━━━━━ DATI DA USARE ━━━━━
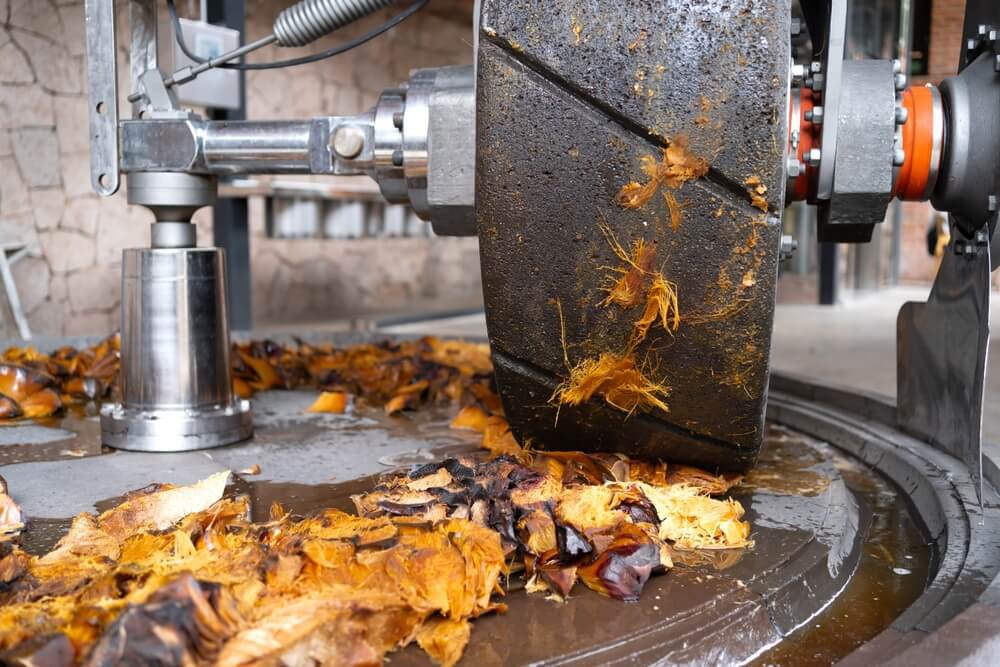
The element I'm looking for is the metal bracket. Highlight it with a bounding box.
[816,0,847,199]
[84,0,120,196]
[896,226,990,500]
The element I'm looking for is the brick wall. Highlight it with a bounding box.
[0,0,481,337]
[927,0,965,82]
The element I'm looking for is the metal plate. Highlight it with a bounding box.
[476,0,789,469]
[896,231,990,498]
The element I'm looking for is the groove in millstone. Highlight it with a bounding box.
[482,32,770,212]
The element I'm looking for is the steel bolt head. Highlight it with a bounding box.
[780,234,799,257]
[333,125,365,160]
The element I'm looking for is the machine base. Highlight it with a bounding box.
[101,400,253,452]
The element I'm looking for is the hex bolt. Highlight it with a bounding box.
[805,106,823,125]
[332,125,365,160]
[778,234,799,259]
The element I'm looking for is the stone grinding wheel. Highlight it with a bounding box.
[476,0,790,470]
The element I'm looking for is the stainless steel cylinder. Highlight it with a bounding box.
[203,121,312,174]
[101,248,253,452]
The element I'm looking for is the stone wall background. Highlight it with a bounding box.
[0,0,481,337]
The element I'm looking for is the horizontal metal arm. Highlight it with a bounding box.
[121,114,375,177]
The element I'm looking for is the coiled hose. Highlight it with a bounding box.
[274,0,396,46]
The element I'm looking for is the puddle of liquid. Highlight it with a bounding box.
[3,413,936,665]
[753,436,938,665]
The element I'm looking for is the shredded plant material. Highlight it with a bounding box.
[0,473,504,666]
[663,191,690,232]
[0,332,751,667]
[618,136,708,208]
[306,391,347,414]
[0,336,502,421]
[553,352,670,413]
[0,476,24,544]
[599,222,655,308]
[629,273,681,349]
[353,422,751,600]
[743,176,767,212]
[0,422,751,667]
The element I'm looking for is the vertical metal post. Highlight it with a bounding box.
[205,0,253,331]
[128,0,159,118]
[819,243,838,306]
[889,0,913,287]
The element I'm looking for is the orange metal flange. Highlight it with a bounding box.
[894,86,944,201]
[788,88,820,201]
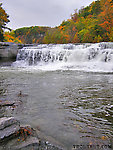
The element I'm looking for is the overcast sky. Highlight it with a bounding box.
[0,0,93,29]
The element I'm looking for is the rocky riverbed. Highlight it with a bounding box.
[0,100,63,150]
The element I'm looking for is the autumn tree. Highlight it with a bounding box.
[0,3,9,41]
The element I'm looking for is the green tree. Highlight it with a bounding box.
[0,3,9,41]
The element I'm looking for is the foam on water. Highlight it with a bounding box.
[13,42,113,72]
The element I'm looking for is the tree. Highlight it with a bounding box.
[0,3,9,41]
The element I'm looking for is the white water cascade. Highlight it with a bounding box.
[13,42,113,72]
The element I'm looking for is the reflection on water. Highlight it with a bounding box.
[0,68,113,150]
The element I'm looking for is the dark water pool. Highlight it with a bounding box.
[0,67,113,150]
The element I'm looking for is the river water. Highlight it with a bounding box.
[0,44,113,150]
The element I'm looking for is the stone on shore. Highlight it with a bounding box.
[0,117,20,141]
[0,100,15,107]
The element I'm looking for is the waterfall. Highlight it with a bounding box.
[13,42,113,72]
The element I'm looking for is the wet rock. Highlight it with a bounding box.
[0,117,20,141]
[13,136,39,150]
[0,117,19,130]
[0,100,15,107]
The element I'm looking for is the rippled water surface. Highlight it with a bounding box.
[0,67,113,149]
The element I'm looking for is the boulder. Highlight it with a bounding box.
[0,117,20,141]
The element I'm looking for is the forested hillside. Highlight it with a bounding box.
[14,26,49,44]
[1,0,113,44]
[44,0,113,43]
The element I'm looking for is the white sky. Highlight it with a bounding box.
[0,0,93,29]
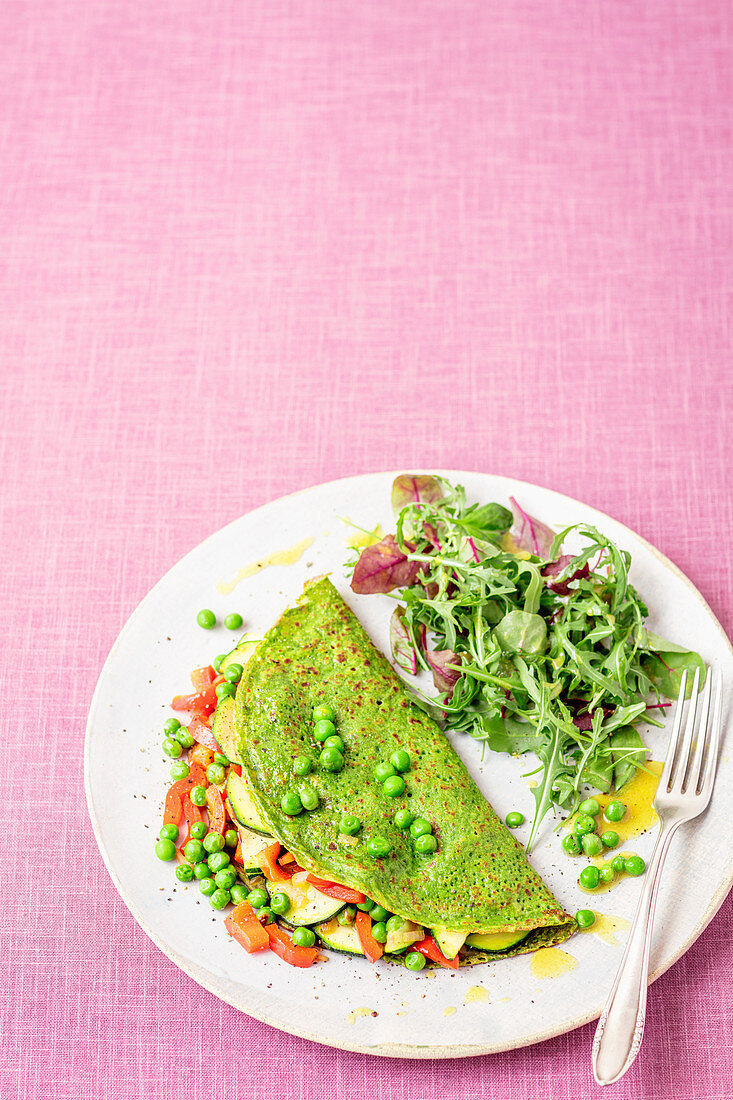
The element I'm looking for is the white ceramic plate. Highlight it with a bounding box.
[85,471,733,1058]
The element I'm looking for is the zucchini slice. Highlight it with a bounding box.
[466,932,529,952]
[316,919,364,956]
[270,879,346,928]
[226,765,272,836]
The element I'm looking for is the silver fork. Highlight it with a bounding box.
[593,669,723,1085]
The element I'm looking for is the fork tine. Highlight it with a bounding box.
[683,669,712,793]
[659,669,687,791]
[700,673,723,807]
[671,669,700,792]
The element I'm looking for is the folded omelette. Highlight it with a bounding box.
[215,578,576,964]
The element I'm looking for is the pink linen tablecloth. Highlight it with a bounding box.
[0,0,733,1100]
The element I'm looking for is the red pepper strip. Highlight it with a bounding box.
[190,664,217,692]
[411,936,458,970]
[188,711,221,752]
[308,875,367,905]
[225,901,270,954]
[357,911,384,963]
[259,840,293,882]
[206,783,227,835]
[264,924,318,967]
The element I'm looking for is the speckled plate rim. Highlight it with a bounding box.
[84,465,733,1060]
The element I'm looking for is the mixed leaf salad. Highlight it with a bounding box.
[351,474,704,850]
━━━━━
CONSEGNA
Converti tutti i dati qui sopra in un CSV a due colonne, "testo" e "risposta", con una riga per ogni testo accanto alla sua risposta. Racchiudi ogni campo tra virgolette, sostituisci gli a capo con spazi e lascia fuori le immagini.

RISPOSTA
testo,risposta
"The element I'm looking for is the metal bracket. Highlight it with a bounding box.","[816,0,847,199] [84,0,120,196] [896,226,990,500]"
"The element I'm looking for is the brick wall. Highlight it with a bounding box.","[0,0,481,337] [927,0,965,82]"
"The element I'm looking for is the metal plate. Highlight it with a bounding box.","[476,0,789,469] [896,231,990,498]"
"The element I'm looking for is the groove in millstone. Highlight it with a bounding box.","[482,32,770,212]"
"The element I'm looking for is the steel bolt head. Highlight it with a bounding box.","[780,234,799,257] [333,125,365,160]"
"The element I'm looking for is the machine base. Highlight it with a bounding box.","[101,400,253,452]"
"The element I'm looking for is the hex bolt. Highlight it with a bounding box.","[805,106,823,125] [332,125,365,160] [778,234,799,259]"
"The element I'm looking for is the stone grinding wheel. Highlight it with a bounding box.","[476,0,790,470]"
"The element I'm looking for is the stainless steel cylinder. Highlight it with a bounding box.","[203,121,312,174] [101,248,253,452]"
"The element I'm looking for is the stone wall background. Highlight it with a bounding box.","[0,0,481,337]"
"The element I'm looking for is the horizontal metal arm. Highlight it with a bounding box.","[121,114,375,177]"
"The element I'm looking for is the coiled hose. Highlight it with a bounding box.","[274,0,396,46]"
"The element I'm looking for is the puddle of liquid. Highlight it with a bounding box.","[3,413,936,665] [753,436,938,665]"
"The element I'm looking for is the shredded plant material. Highlight it with a bounding box.","[0,473,504,666] [663,191,690,232] [0,332,751,667] [618,136,708,208] [306,391,347,414] [0,336,502,421] [553,352,670,413] [0,476,24,544] [599,222,655,308] [629,273,681,349] [353,422,751,600] [743,176,767,212] [0,422,751,667]"
"The element I'm looking for is the vertical metal post. Highlight it with a bounding box.","[205,0,253,331] [128,0,159,118] [819,243,838,306] [889,0,913,287]"
"The element I'm looking for is the orange metal flange. Highlight it with a bounding box.","[894,86,944,201] [788,88,820,201]"
"The element I'm looking for is the overcast sky. Highlight it with a bounding box.","[0,0,93,29]"
"The element I'm looking for is the rocky riverbed. Highlight it with a bounding box.","[0,100,63,150]"
"The element I'm looking for is the autumn tree. Highlight it with a bounding box.","[0,3,9,41]"
"The element I'm looking for is the green tree. Highlight it with a bounding box.","[0,3,9,41]"
"The element I'm looking for is the foam on water. Highlight it with a bounding box.","[13,42,113,72]"
"The element I'm looking for is the tree. Highlight it with a bounding box.","[0,3,9,41]"
"The element I'm looking for is the white water cascade. Highlight it with a bounding box.","[13,42,113,72]"
"The element I'm looking for is the reflection on water. Highlight it with a bounding box.","[0,68,113,150]"
"The element I'm looking for is the dark water pool. Highlight it with a bounding box.","[0,67,113,150]"
"The element I'm looking for is the river water. Highlight it with a bounding box.","[0,44,113,150]"
"The element I'm looking for is the stone on shore. Highlight it with a bounding box.","[0,117,20,141] [0,100,15,107]"
"The element I'm looking for is the waterfall. Highlight it with a bounding box.","[13,42,113,72]"
"The element I'm looking for is the wet rock. Highlight it with a bounding box.","[0,117,20,141] [13,136,39,150] [0,117,19,130] [0,100,15,107]"
"The element I'm looking for is the rippled water surface. Highlight it with a bounding box.","[0,67,113,149]"
"The element I'm looking for is the boulder. Highlight it with a bounding box.","[0,117,20,141]"
"The element I'm looking for is the forested hillside. Highlight it with a bounding box.","[14,26,49,44] [1,0,113,44] [44,0,113,43]"
"The element I'm looking for is the white sky. Highlight it with a bounding box.","[0,0,93,29]"
"The element I'm looking for is the white ceramic plate. Highlight it with a bounding box.","[85,471,733,1058]"
"The element I'm looking for is the zucchini slice. Highlight it with a bounding box.","[466,932,529,952] [316,919,364,956] [270,879,346,928] [226,765,272,836]"
"The element I'm looking for is the silver fork. Highlight it with a bounding box.","[593,669,723,1085]"
"The element I'm looking for is the fork tine. Highlight it with a bounding box.","[683,669,712,793] [659,669,687,791] [700,673,723,807] [671,669,700,792]"
"The element I'm looking for is the folded omelette. Highlight it with a bounding box.","[215,578,576,964]"
"The element I'm looking for is the pink linen tablecloth. Highlight it with a bounding box.","[0,0,733,1100]"
"The element I'm looking for is the red pepper strip. Highlight it with a bounding box.","[190,664,217,692] [411,936,458,970] [188,711,221,752] [308,875,367,905] [225,901,270,954] [357,911,384,963] [259,840,293,882] [206,783,227,835] [264,924,318,967]"
"The element I'm looking for is the speckled plate rim. Highlight it with a bounding box.","[84,465,733,1060]"
"The element I'm looking for is the mixed leaf salad. Highlight it with a bounding box.","[351,474,704,850]"